START Provided data
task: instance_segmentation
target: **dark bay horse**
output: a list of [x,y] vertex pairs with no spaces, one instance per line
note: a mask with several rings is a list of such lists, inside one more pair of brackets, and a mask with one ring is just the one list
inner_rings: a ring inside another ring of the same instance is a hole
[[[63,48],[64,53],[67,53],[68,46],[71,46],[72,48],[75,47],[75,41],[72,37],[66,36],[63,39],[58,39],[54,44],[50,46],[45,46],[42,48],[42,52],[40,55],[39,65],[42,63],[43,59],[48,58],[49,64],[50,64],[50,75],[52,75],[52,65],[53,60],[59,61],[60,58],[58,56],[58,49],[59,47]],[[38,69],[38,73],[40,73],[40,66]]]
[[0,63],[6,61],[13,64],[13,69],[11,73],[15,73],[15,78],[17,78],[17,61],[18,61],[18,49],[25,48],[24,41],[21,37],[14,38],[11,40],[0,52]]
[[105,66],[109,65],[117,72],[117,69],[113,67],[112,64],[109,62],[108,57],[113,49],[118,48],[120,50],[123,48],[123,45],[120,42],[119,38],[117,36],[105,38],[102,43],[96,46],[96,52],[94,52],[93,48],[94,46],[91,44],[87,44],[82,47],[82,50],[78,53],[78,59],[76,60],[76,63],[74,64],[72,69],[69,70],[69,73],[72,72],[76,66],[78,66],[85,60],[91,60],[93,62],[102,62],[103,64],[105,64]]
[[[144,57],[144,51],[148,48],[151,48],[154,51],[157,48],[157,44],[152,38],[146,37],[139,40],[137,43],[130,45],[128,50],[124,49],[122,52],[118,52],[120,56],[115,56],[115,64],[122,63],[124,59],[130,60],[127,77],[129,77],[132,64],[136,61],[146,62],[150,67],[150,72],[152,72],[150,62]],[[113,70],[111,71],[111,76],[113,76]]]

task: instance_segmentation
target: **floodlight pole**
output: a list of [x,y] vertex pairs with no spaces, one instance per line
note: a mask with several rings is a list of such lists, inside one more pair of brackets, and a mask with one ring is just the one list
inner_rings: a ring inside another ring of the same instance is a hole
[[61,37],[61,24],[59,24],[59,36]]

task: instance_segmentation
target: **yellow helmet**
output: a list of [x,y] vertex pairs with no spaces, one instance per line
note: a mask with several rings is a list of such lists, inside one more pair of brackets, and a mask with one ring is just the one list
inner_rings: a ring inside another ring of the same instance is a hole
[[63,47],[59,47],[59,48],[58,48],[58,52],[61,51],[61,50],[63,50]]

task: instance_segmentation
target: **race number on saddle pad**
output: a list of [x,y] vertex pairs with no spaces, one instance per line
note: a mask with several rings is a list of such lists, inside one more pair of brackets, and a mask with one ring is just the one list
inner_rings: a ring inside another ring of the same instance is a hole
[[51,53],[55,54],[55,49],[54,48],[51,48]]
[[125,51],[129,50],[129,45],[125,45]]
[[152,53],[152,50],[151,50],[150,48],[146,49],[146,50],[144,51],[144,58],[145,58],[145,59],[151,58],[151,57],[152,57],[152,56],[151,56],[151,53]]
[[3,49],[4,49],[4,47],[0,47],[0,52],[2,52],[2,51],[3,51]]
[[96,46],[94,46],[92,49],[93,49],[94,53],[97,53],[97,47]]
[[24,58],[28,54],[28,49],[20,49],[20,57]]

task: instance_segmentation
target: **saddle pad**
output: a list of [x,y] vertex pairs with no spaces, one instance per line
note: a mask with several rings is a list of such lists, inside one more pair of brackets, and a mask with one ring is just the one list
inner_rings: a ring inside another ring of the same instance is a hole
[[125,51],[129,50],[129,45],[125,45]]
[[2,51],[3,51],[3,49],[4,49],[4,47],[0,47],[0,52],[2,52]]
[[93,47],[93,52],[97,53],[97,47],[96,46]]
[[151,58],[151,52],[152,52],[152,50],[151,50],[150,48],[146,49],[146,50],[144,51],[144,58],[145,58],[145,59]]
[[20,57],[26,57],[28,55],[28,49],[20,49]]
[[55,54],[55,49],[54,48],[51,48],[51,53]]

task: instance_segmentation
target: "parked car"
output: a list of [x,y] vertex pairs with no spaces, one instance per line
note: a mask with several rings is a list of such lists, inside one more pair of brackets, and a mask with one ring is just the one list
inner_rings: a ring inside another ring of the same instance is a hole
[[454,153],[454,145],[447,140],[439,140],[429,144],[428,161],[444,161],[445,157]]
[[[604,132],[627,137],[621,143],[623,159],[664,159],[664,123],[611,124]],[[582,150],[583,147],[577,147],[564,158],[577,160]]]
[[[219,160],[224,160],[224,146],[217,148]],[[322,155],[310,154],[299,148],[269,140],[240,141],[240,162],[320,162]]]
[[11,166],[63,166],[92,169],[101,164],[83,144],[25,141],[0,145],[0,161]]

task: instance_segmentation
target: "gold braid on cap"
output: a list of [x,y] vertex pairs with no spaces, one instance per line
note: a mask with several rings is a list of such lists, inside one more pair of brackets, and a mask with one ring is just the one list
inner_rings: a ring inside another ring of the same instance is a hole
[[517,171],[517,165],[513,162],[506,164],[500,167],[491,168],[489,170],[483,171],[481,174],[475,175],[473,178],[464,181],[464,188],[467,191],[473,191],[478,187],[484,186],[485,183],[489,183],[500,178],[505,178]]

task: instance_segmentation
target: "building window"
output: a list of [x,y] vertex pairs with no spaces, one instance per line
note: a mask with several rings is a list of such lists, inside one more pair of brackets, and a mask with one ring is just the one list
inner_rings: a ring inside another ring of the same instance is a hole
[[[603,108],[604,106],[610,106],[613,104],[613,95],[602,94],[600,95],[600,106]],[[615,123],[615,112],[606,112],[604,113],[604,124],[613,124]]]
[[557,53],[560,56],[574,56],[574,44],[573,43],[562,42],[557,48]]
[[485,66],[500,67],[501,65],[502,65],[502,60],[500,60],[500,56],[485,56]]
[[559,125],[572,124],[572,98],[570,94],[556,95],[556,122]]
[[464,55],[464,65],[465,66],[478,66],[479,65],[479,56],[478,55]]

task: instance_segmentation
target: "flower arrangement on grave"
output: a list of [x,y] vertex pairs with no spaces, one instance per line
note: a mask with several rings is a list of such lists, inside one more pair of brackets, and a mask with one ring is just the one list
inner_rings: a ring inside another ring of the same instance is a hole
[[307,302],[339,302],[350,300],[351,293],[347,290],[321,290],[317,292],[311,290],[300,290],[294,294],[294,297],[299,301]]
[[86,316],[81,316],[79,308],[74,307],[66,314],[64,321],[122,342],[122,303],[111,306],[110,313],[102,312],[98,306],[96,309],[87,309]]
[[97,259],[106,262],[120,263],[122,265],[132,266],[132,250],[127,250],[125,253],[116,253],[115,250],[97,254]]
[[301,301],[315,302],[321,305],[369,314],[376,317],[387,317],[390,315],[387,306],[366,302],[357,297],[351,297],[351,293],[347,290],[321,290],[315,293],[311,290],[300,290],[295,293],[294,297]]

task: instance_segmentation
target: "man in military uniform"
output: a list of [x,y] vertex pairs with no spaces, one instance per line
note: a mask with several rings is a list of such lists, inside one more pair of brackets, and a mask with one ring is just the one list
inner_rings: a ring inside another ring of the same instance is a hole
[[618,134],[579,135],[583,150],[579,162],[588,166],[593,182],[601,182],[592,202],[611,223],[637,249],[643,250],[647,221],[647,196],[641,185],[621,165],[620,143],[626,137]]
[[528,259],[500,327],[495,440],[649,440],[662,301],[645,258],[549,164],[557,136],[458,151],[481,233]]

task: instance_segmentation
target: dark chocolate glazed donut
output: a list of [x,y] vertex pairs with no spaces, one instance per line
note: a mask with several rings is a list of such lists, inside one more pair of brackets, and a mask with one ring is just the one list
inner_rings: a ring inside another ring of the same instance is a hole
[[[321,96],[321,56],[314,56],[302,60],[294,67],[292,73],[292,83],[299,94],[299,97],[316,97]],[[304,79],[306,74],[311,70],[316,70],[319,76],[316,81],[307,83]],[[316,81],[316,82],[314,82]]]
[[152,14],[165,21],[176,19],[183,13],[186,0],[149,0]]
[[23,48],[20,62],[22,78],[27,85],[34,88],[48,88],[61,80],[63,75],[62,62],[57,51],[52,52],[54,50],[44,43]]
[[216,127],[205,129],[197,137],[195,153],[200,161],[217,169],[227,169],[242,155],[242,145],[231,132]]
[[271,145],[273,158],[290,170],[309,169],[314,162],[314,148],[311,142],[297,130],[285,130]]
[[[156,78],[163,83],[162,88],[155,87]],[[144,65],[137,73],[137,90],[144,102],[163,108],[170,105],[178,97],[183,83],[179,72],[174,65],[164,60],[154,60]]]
END Provided data
__Task brief__:
Please pull out every line of the records that contains the word "saddle", matching case exactly, and copy each one in full.

__Reply__:
target: **race number on saddle pad**
target: **saddle pad**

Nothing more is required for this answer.